START TEXT PASSAGE

Godel's incompleteness theorems also proved that it's impossible for a system to prove its own consistency. If a logic is consistent, it is therefore not possible to prove both a statement and its negation to be true. The uncertainty of consistency is in no way identical to inconsistency, as your friend claimed.

The rather complex issue of translating ethics and politics into formal logic is not entirely relevant to Godel's work. The issue with real-life disagreements, generally speaking, is that people tend to operate under different sets of axioms. Take for example the debate between a theist and an atheist. The theist's axioms contains the statement "God exists" along with some characteristics of that god, presumably, whereas the atheist's axioms will include the statement "God does not exist". Therefore they are coming to conclusions originating from nonidentical sets of axioms, and there for are using two nonidentical logics. So to try and logically analyze and compare their arguments doesn't make any sense, you can't mix together two different systems of logic. It is perfectly conceivable that the theist's argument is just as valid as the atheist's despite the contradictions of their conclusions. This at least concerns why analyzing opposing arguments concerning real life issues with physical manifestations isn't sensical.

However, concerning the argument of an individual without comparison to others, there is more to be gained as well as more to be said about Godel's theorems. Assuming this person has a describable set of axioms and does not make logical errors within this system, then it is quite conceivable that the system may be formalized. Once formalized, and considering human can count, it is reasonable to assume this system can operate on the naturals. Therefore it is subject to Godel's incompleteness theorems. What does this mean though, in actuality? How does this manifest itself in the real world? Godel's theorem claims the existence of true statements which can not be proven to be true. Maybe under one person's axioms the statement "cats ought to eat human flesh" is true but cannot be proven to be so. It's inconceivable and arguably irrelevant really the possibilities. The reason I call it irrelevant is because this lies in the realm of humans and human biases and behavior. Humans will not posit some unjustifiable statement to be true. They themselves will not believe it nor will anyone else, and because of the nature of axiomatic logic and the difference in axioms all humans seem to have, it wouldn't even apply to anyone else, necessarily. I realize there are exceptions, namely the case where somebody uses illogical justification to claim a statement true, although I find the chances of this being one of these sought out unprovable but true statements quite low, and my point on irrelevance to other humans still stands.

END TEXT PASSAGE
START GIVEN ENTRIES

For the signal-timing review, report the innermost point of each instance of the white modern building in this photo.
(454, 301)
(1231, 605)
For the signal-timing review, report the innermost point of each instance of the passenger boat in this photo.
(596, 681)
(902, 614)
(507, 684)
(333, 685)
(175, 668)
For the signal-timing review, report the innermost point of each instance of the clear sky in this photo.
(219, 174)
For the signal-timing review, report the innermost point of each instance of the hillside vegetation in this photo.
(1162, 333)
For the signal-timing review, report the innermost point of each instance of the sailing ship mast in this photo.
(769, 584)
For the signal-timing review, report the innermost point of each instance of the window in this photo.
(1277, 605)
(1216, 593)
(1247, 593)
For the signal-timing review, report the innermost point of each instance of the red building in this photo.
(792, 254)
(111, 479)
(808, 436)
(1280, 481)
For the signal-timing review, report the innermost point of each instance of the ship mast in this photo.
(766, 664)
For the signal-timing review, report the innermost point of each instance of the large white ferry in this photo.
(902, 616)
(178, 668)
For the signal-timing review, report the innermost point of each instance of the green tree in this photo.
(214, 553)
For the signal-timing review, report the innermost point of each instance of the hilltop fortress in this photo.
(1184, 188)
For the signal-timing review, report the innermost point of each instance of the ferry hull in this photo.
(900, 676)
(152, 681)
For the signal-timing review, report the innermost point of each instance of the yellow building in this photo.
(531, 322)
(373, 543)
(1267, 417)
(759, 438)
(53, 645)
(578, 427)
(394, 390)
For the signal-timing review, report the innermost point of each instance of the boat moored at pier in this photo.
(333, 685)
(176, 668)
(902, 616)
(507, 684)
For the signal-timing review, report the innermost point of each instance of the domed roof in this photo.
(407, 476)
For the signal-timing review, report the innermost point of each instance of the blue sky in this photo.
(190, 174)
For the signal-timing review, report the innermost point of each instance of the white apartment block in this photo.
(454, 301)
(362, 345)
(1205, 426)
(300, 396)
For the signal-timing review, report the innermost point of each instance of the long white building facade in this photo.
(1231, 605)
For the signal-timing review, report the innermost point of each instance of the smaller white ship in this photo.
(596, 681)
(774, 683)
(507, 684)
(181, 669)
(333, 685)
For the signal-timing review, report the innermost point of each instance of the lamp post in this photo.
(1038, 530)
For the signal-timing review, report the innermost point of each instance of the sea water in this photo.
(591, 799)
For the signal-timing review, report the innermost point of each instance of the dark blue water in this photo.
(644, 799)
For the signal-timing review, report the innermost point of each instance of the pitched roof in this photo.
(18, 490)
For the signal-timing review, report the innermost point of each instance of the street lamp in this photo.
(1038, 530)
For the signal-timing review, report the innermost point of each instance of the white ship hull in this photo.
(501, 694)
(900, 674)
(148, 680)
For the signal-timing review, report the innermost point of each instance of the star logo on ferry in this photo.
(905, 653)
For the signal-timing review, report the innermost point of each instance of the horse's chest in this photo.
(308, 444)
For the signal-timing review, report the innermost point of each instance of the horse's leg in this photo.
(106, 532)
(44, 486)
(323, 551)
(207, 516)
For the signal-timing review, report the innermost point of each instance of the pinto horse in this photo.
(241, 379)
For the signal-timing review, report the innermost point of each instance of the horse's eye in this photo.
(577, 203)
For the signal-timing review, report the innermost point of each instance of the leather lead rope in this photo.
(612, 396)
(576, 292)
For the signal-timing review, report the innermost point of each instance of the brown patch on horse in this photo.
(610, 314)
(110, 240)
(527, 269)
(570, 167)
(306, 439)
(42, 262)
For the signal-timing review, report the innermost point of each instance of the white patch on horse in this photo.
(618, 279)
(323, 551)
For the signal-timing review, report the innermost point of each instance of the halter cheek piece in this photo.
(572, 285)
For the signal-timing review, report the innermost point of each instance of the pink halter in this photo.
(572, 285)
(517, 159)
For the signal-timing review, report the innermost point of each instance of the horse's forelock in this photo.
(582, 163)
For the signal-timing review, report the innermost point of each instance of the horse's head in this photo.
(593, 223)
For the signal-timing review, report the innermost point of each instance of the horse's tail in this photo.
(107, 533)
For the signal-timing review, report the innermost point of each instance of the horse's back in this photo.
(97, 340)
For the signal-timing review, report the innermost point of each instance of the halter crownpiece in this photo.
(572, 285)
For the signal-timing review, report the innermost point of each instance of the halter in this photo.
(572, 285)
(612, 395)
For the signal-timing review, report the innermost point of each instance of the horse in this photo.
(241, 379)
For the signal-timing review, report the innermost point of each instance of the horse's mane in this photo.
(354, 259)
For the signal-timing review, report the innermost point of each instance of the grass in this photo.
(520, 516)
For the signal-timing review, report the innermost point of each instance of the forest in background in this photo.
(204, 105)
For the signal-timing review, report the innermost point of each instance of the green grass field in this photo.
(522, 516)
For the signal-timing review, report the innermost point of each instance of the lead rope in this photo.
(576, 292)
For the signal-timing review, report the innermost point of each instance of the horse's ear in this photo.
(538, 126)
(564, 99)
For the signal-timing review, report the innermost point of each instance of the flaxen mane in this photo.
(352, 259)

END GIVEN ENTRIES

● REQUIREMENT
According to the passage on Gödel's theorems, what do people in real-life disagreements tend to operate under?

● REPLY
Different sets of axioms.